* What is expected *
Can you reproduce the data beneath, keeping every line exact?

* Dataset content *
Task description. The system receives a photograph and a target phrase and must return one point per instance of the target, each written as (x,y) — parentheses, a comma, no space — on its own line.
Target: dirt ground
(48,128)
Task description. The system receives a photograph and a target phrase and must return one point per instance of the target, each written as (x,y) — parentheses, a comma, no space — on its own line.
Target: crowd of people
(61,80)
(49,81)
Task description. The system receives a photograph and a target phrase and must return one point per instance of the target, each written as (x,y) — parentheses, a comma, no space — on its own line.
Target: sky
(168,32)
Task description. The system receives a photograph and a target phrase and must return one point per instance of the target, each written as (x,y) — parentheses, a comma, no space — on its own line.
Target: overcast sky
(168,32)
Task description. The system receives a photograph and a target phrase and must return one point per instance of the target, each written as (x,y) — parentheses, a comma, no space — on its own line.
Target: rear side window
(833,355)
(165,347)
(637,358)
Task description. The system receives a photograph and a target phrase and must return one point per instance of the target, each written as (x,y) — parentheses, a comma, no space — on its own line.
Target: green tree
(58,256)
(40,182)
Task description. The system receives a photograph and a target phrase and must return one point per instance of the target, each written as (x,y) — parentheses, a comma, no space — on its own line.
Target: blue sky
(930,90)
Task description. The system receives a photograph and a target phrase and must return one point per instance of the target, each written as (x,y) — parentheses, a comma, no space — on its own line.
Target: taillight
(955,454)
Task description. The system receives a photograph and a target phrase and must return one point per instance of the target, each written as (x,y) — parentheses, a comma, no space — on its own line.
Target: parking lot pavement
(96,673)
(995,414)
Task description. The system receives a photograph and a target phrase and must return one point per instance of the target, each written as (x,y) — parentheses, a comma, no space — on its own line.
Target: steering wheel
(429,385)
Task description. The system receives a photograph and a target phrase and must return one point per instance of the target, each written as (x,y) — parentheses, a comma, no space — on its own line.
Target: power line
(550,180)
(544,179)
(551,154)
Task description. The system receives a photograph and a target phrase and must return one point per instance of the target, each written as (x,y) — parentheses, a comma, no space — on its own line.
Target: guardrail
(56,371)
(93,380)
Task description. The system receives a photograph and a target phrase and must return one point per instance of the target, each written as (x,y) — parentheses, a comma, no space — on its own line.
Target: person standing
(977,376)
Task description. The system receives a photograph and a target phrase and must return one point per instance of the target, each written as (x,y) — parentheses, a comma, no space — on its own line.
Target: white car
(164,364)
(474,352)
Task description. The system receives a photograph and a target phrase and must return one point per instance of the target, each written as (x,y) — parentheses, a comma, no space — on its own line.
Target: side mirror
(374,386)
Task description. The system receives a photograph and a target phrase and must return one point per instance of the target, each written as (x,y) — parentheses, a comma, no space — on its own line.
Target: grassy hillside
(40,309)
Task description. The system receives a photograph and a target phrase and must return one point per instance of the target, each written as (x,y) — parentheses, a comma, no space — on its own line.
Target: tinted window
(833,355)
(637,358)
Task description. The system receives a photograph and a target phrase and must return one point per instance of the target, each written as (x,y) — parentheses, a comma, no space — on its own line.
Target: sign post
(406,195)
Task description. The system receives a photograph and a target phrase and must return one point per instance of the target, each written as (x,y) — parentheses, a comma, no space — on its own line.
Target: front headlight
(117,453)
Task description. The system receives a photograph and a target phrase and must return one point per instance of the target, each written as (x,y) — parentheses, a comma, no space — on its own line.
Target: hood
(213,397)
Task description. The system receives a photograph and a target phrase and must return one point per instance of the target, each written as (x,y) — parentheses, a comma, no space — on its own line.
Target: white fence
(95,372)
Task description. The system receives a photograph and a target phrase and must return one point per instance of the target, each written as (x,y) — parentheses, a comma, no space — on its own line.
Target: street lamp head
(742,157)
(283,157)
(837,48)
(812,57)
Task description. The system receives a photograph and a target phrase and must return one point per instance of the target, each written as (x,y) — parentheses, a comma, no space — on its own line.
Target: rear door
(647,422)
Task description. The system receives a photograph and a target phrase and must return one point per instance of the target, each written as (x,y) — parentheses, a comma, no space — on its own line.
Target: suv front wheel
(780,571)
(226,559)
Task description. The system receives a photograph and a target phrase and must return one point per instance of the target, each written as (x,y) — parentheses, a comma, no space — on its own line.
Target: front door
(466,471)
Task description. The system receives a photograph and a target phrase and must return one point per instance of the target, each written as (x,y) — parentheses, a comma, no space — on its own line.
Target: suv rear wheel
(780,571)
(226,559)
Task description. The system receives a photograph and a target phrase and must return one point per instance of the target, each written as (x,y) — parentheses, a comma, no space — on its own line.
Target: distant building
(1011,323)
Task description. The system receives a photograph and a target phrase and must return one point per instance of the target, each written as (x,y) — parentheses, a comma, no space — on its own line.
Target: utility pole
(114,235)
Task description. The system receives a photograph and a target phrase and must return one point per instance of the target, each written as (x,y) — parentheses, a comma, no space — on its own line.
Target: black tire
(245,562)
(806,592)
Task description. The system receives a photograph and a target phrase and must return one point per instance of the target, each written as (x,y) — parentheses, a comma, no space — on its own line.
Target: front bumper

* Answer to this problem *
Task description. The system receives a photograph and a target phrase and must return one point per instance of the target, each written as (x,y) — parentheses, a comma, no space — on its own line.
Target: dirt ground
(48,128)
Task description. The system receives a photograph and a target phrase and must return one point per instance of the target, each written as (x,y) — parentheses, a comma, no space — on its own line.
Target: crowd of people
(61,80)
(49,81)
Task description. The system receives a photograph and a target phrase and must return one point per instance of the target, each written as (x,y) — parentheses, a comma, no space — on its own line.
Target: sky
(168,32)
Task description. The system receives a photograph and a target phrase and must return one point per instance of the target, each written as (x,y) — parentheses, a comma, no space — on its own line.
Target: overcast sky
(168,32)
Task description. The system receives a photograph and a target phrase and must return one point per instance of the target, each written as (x,y) — parentheses, a comma, no space — on its own line.
Target: rear side window
(833,355)
(165,347)
(637,358)
Task description. The system receives a photograph and a target phrase and must return one point per instance of the target, each written as (x,y) — parentheses, a comma, no space — on its own line.
Target: green tree
(58,256)
(40,182)
Task description. The system receives a photograph and a target phrase and must return one point per instance of the target, each written as (x,y) — parentheses, a comma, no space — on its own line.
Target: blue sky
(930,90)
Task description. The system receives a photograph and a target phrase and must return one point per instance of the target, each written as (x,y) — parentheses, a comma, no space — on its own line.
Target: taillight
(955,454)
Task description. The system receives a photograph and a target phrase and must return one point per instance of the target, each written as (x,y) — parentheses, a comma, no space — on its own line.
Target: parking lot pavement
(96,673)
(995,414)
Task description. The system receives a photograph and a target phrase and must return one point per instance of the target, each written as (x,y) — parentheses, a comma, no space — on its own line.
Target: steering wheel
(429,385)
Task description. The system receives a photograph and a target phrase and must return one point per instance of the target, each written as (x,y) — parentheses, a comma, no space — on its own line.
Target: power line
(550,180)
(544,179)
(551,154)
Task description. The system receives a photograph and a target phrase and must return one point per instance of the target, each written as (x,y) — parentheses, a comma, no space — on its own line.
Target: guardrail
(56,371)
(93,380)
Task description. The system receives a photograph and a target phrase and must return one point per instance of the target, each written as (x,y) — parentheses, a comma, no space — on its own line.
Target: person standing
(977,376)
Task description. The system receives a photograph and a target phrase and must return one point per instance of the target, each written as (x,y) — parentheses, a comma, no space — on its own line.
Target: white car
(164,364)
(474,352)
Task description. The system receives a photograph and a target phrase and must return one point per instance of the target, each written as (x,y) — parentheses, a comma, no space — on its own line.
Target: side mirror
(374,386)
Task description. The system receives a photograph and a target phrase and must return one point per instance of the target, each written as (x,y) — parentheses, a comma, no space — on its own line.
Target: grassy hillside
(40,309)
Task description. The system receives a photograph and a target phrase and must return one point per instance of the target, each written as (x,y) — parentheses, a comma, no space — on its own line.
Target: tinted window
(833,355)
(637,358)
Task description. The system receives a photograph and a target phrase and must return one point per instance of the target, each written as (x,y) — parentheses, a comma, no space — on its own line.
Target: sign post
(406,195)
Task description. The system receives a photograph and a target phrase and must return one point per instance of the target, each written as (x,y) — parentheses, a comma, no space — on its own line.
Target: front headlight
(117,453)
Task description. The system receives a photograph and a target phrase and must return one point per instance of the target, each written as (x,y) — parentheses, a comma, no space — on its own line.
Target: hood
(213,397)
Task description. The system receives a photograph and a target phrase and must return one point per instance of the target, each written as (x,y) — parentheses, a comma, no space — on its own line.
Target: white fence
(95,372)
Task description. The system receives a photograph and a target phrase and must return one point per instance of the target, each written as (x,y) — parentheses, a comma, no space — on its own line.
Target: street lamp head
(742,157)
(283,157)
(837,48)
(812,57)
Task description. The system receives a photograph and a target phrase and must return one point per instance of the target, each written as (x,y) — parentheses, a comma, no space — on its own line.
Target: rear door
(647,422)
Task description. The system receives a photograph and a target phrase and must return one point per instance of the target, each written as (x,y) — parentheses, a comma, no space — on its own line.
Target: suv front wheel
(780,571)
(226,559)
Task description. The system receives a photograph and a target phrase and must return one point per instance of the target, each written as (x,y) — parentheses, a comma, no space — on its own line.
Target: front door
(466,471)
Task description. The system receives a photograph and a target phrase and must return one point per instance of the target, each written as (x,y) — parentheses, a comma, no space — on its own line.
Target: suv rear wheel
(780,571)
(226,559)
Task description. The system receives a photograph and a target phrase and must return one point per instance of the target, each written as (x,y) — parentheses, a comma, no space — on its own line.
Target: distant building
(1011,323)
Task description. The system receives a photograph and a target phrase and must return one point per instance of the target, each written as (x,y) — parentheses, a comma, no space — on its own line.
Target: utility pole
(114,235)
Task description. The system receives a photograph and a target phrase and must return one point per instance of the target, each written as (x,y) — parentheses, a comma, no space — on its own line.
Target: black tire
(245,562)
(806,592)
Task description. The system receives a photograph and a target phrase and must return one point per instance of the target, each written as (x,y) — parentheses, a comma, no space — on its own line.
Target: front bumper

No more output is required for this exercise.